--- Exercise description ---
Rewrite everything below, from the line containing "Find the headlight" down to the end of the records, as a numbered list with blank lines omitted. Leave out the pictures.

--- Material provided ---
········

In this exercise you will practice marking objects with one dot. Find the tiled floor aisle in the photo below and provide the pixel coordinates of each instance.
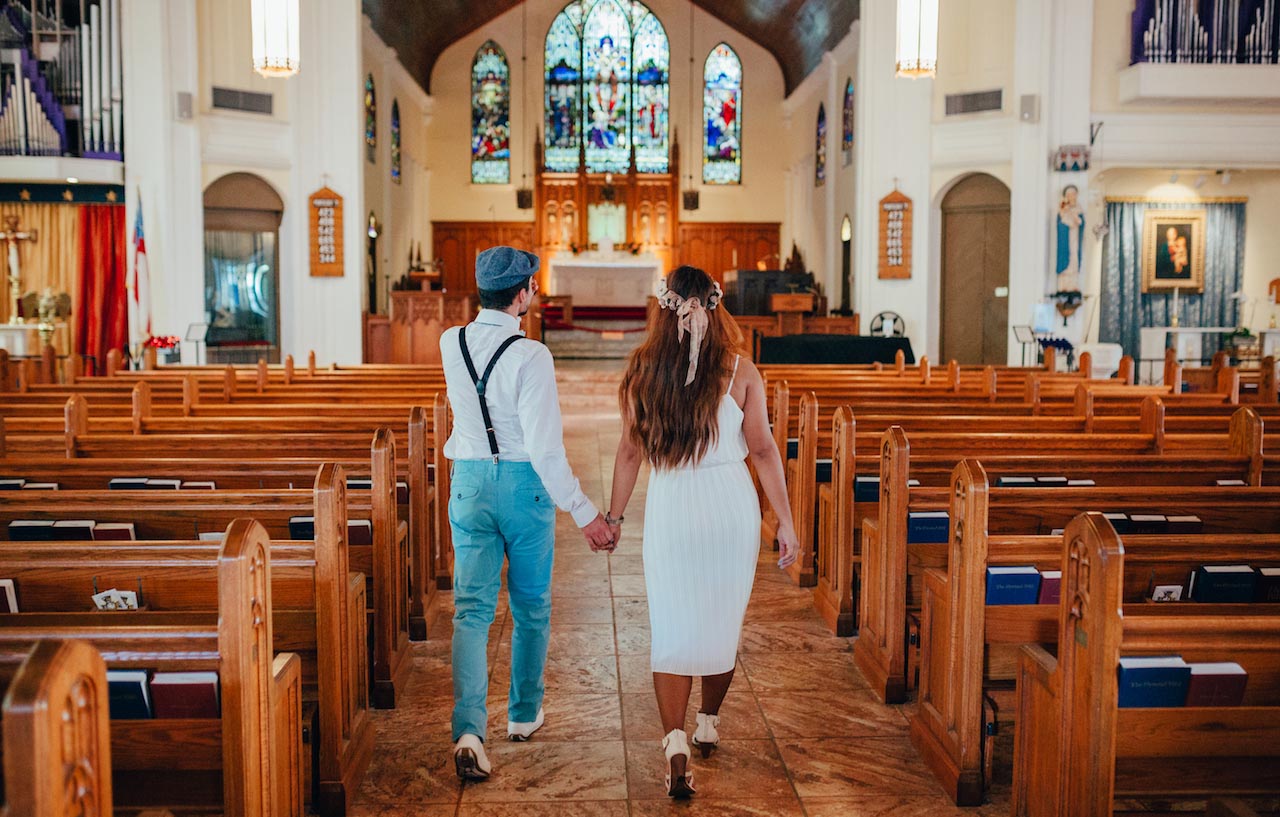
(801, 734)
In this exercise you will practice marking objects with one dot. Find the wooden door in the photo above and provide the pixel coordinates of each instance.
(976, 272)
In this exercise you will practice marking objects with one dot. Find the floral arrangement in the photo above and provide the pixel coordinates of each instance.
(163, 341)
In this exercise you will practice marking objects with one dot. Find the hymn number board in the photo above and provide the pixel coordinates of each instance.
(325, 234)
(895, 246)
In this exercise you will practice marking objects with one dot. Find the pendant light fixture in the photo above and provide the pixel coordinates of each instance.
(691, 197)
(275, 37)
(917, 37)
(524, 194)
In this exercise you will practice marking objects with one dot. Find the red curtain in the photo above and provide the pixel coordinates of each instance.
(103, 304)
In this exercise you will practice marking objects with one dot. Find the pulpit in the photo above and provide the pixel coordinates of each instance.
(420, 318)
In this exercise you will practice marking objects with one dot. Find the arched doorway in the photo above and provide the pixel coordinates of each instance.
(976, 272)
(242, 279)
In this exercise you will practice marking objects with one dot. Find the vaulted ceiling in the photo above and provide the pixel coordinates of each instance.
(796, 32)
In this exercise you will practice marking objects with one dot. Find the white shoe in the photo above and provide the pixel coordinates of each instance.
(470, 760)
(680, 786)
(520, 733)
(707, 738)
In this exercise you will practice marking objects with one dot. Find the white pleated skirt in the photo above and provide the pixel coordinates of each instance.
(702, 539)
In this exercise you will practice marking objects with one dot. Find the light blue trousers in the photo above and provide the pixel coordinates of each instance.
(499, 511)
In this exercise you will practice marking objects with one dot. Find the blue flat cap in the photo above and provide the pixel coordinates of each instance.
(502, 268)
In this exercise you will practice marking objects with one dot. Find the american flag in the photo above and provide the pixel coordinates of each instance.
(141, 279)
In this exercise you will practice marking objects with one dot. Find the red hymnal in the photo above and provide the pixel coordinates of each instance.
(184, 694)
(1216, 685)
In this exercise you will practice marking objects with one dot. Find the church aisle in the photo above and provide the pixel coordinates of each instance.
(801, 734)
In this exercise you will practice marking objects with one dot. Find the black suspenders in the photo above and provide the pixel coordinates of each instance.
(483, 382)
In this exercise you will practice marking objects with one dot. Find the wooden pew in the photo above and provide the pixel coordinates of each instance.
(176, 515)
(247, 762)
(58, 685)
(1075, 752)
(319, 614)
(887, 560)
(965, 644)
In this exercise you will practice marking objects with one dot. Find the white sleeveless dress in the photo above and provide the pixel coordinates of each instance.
(702, 538)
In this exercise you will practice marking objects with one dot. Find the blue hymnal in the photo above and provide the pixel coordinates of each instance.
(1153, 683)
(928, 526)
(128, 694)
(1224, 584)
(1013, 585)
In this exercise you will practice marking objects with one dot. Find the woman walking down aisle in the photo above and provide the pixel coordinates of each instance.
(694, 409)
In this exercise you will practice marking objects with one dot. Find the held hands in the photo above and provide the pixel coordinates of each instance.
(789, 546)
(599, 537)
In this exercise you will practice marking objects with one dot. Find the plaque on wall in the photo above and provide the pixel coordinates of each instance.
(895, 246)
(327, 234)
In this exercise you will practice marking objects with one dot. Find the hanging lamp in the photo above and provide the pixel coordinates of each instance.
(917, 37)
(275, 37)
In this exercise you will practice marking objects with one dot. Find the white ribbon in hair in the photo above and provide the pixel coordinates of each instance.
(691, 318)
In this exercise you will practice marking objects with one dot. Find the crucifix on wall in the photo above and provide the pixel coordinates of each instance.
(12, 236)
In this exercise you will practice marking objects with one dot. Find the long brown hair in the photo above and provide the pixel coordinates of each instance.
(671, 423)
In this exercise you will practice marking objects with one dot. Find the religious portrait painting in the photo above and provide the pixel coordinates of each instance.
(1173, 251)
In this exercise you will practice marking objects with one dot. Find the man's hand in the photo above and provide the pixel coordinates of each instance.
(598, 534)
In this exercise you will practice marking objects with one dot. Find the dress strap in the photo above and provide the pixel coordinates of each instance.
(737, 359)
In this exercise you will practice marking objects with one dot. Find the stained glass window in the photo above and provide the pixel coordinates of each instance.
(722, 117)
(370, 119)
(563, 81)
(607, 88)
(396, 141)
(848, 140)
(819, 164)
(490, 117)
(653, 90)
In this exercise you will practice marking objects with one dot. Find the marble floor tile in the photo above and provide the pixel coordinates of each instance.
(801, 635)
(801, 671)
(744, 770)
(703, 807)
(626, 565)
(581, 610)
(553, 808)
(410, 774)
(830, 713)
(844, 767)
(568, 717)
(567, 674)
(543, 770)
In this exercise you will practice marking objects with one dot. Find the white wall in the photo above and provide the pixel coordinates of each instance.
(760, 196)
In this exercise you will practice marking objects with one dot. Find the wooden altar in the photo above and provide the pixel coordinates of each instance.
(562, 202)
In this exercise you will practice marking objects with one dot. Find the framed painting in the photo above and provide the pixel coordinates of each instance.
(1173, 251)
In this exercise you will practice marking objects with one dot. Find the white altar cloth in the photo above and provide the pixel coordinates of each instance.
(599, 279)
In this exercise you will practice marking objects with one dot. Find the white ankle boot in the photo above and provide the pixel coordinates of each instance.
(707, 736)
(680, 786)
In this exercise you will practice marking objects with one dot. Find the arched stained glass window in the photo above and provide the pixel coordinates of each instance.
(396, 156)
(722, 117)
(653, 90)
(370, 119)
(607, 88)
(490, 117)
(819, 163)
(563, 82)
(848, 138)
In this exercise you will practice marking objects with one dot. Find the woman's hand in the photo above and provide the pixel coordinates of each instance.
(789, 546)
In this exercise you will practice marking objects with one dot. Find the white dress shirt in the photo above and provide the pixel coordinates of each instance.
(524, 406)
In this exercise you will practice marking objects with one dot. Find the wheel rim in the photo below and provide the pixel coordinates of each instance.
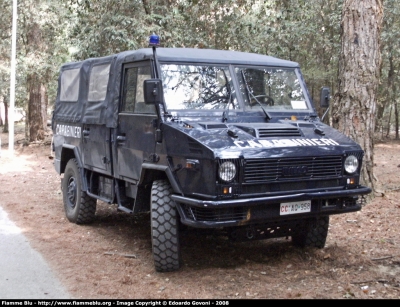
(71, 192)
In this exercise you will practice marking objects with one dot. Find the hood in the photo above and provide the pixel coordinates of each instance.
(255, 140)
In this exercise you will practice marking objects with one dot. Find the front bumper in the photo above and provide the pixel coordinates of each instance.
(259, 210)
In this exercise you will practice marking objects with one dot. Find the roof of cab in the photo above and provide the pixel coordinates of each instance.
(193, 55)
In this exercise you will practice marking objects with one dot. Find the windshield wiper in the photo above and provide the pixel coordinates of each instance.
(267, 115)
(225, 114)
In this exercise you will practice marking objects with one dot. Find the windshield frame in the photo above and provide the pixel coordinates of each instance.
(304, 103)
(240, 107)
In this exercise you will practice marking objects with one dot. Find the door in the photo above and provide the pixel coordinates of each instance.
(135, 136)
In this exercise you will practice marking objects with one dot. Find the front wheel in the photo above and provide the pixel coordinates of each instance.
(79, 207)
(164, 228)
(313, 234)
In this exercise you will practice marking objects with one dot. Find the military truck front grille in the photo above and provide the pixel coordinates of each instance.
(280, 132)
(289, 169)
(214, 215)
(194, 147)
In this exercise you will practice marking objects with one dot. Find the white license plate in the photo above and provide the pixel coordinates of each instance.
(295, 207)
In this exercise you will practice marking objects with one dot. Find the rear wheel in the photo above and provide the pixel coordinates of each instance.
(79, 207)
(313, 234)
(164, 228)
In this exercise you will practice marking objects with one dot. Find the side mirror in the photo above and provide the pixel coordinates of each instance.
(325, 96)
(152, 89)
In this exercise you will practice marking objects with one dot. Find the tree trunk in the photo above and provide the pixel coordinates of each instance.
(36, 129)
(355, 102)
(5, 100)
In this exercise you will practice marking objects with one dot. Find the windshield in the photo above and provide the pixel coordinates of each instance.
(277, 89)
(200, 87)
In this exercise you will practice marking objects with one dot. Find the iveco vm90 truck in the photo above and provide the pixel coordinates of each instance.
(201, 138)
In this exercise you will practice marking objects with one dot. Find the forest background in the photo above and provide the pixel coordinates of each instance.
(310, 32)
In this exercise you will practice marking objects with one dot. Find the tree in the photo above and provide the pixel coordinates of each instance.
(360, 58)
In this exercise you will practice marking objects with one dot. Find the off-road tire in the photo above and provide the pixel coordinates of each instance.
(313, 234)
(164, 228)
(79, 207)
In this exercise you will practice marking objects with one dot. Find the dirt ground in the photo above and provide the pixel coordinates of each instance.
(111, 258)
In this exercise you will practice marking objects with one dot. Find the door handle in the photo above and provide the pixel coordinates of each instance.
(121, 138)
(86, 133)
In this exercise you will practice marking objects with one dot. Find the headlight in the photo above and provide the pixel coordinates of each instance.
(351, 164)
(227, 171)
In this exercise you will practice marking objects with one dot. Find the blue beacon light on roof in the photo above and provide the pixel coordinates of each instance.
(154, 40)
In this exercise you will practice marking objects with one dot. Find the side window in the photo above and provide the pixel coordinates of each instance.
(69, 85)
(133, 100)
(98, 82)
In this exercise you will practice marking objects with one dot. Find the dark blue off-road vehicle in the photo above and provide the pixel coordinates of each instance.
(203, 138)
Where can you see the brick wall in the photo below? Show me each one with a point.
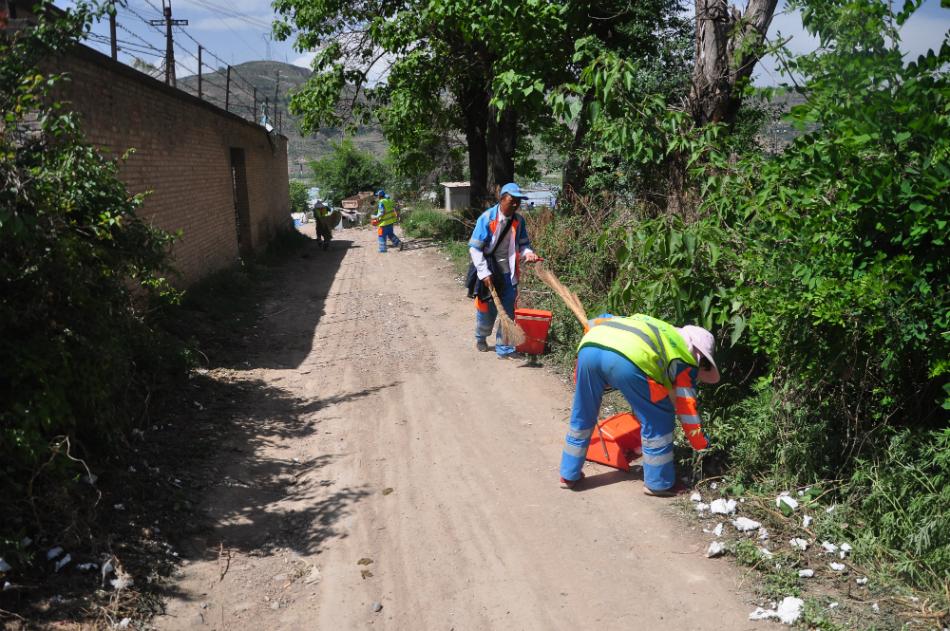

········

--- Correct response ---
1. In this exercise you will practice marking objects with one dot. Find the headlight in the photo above and provide the pixel coordinates of each instance.
2. (351, 164)
3. (227, 171)
4. In this exercise you will practice marking objects with one dot. Find the blue beacon light on roof in the photo above and provide the pixel coordinates of each instance.
5. (154, 40)
6. In this exercise you will practice marking objects with one dot. Find the side window in the photo above and provide the pixel coordinates of each instance.
7. (69, 85)
8. (133, 100)
9. (98, 82)
10. In this exercise you will practice marking objects with one dot. Find the dark blue off-road vehicle in the photo above and provide the pixel coordinates of each instance.
11. (203, 138)
12. Where can you see the brick wall in the photo below? Show me each one with a point.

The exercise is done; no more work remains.